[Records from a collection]
● ● ● ● ●

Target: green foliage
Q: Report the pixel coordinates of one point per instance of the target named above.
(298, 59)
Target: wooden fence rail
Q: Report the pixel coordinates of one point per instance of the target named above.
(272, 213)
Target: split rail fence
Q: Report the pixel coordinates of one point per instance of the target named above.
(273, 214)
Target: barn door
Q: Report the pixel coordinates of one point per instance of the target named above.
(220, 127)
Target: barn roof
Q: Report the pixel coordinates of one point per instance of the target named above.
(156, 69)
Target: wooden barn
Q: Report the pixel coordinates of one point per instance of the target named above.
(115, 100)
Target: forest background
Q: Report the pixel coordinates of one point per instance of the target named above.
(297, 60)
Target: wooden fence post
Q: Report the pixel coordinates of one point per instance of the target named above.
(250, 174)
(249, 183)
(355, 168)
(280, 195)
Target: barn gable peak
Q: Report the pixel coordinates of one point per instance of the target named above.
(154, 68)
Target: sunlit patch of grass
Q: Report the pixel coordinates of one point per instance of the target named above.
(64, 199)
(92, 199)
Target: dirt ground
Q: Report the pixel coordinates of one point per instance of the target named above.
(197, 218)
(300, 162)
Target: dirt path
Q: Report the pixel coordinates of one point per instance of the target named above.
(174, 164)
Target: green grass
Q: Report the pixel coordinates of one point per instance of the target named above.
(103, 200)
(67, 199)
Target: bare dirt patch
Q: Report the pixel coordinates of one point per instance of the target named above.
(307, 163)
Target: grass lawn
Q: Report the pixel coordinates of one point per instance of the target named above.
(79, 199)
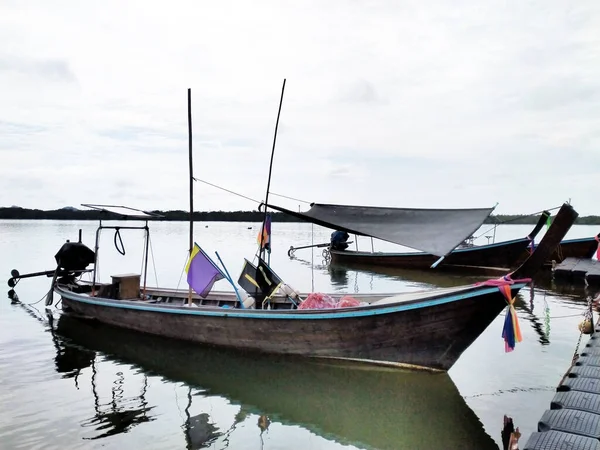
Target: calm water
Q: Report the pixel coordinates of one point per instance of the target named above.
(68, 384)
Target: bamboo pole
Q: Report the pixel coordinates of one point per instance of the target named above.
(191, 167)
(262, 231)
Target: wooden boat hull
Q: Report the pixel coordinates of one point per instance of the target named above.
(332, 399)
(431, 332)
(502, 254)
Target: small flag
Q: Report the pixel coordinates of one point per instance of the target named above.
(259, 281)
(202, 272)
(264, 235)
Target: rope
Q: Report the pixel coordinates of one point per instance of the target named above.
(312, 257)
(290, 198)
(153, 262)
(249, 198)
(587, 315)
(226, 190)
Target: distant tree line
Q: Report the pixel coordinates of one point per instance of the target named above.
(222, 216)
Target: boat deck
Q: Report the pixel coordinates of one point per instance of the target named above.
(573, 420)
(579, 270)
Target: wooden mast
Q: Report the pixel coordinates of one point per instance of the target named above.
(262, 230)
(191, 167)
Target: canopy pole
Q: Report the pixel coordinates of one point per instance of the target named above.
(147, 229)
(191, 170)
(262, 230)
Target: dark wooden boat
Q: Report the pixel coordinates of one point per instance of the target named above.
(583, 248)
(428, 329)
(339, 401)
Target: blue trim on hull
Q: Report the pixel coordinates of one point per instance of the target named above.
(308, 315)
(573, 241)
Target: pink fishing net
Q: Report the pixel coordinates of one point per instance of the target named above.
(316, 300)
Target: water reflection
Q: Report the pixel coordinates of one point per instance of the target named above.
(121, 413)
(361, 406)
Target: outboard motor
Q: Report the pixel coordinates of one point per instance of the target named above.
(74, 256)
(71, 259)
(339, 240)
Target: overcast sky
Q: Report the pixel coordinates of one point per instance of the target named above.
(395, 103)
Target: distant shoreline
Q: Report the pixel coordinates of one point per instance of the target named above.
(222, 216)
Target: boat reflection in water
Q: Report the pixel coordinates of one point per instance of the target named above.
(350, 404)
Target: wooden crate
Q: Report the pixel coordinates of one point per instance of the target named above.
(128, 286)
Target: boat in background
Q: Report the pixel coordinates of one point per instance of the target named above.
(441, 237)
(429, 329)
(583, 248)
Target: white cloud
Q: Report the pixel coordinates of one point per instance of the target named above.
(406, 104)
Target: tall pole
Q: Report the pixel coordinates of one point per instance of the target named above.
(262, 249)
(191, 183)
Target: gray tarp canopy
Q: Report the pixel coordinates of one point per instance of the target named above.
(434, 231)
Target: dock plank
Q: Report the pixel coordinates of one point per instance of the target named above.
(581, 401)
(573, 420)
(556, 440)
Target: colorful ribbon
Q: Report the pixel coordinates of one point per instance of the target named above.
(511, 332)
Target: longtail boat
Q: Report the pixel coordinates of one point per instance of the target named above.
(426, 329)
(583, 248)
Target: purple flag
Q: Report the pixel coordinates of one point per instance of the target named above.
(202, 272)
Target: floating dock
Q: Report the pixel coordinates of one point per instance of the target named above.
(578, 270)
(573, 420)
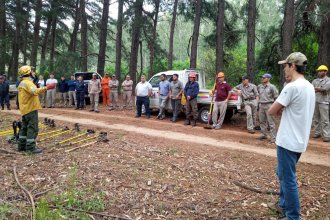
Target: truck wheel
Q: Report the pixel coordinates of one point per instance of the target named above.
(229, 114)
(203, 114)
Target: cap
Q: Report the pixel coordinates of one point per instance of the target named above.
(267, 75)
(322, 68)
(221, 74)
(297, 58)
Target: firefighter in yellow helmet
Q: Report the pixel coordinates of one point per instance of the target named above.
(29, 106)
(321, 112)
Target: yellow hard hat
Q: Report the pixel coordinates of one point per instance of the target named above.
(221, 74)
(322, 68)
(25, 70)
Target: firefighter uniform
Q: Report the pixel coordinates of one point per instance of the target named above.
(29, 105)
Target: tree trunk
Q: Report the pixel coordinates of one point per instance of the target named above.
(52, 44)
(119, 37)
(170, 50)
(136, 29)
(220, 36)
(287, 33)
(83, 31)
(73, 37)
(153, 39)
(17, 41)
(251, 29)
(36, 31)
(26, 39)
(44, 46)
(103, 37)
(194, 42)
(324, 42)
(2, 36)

● ● ● ● ●

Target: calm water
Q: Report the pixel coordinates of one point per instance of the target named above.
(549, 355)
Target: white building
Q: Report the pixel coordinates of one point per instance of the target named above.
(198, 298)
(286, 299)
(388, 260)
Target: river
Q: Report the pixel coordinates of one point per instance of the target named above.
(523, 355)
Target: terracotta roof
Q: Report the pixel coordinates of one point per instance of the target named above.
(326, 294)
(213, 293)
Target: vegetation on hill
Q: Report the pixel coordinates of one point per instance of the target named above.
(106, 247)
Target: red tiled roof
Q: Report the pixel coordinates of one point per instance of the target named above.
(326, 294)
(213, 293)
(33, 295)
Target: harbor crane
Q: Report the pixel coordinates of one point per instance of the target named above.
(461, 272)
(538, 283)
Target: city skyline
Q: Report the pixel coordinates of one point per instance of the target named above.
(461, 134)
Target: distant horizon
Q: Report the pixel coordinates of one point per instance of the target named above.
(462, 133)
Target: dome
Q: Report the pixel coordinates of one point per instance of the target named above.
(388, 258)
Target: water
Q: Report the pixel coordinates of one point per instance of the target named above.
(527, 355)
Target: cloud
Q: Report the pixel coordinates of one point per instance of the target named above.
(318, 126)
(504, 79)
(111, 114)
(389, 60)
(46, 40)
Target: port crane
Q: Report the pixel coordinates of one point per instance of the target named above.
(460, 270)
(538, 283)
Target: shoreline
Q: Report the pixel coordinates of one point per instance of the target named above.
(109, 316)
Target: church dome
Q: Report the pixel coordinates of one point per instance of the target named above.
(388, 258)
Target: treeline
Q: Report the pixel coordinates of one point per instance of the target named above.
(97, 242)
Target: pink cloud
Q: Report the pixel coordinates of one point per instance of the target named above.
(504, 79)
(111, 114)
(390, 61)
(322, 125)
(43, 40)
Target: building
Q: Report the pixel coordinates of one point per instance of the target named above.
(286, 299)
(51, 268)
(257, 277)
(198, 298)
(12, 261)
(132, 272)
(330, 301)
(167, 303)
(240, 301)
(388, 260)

● ● ● ● ●

How many lines in the records contain the string "dock"? Match case exactly, and reply with the number only.

2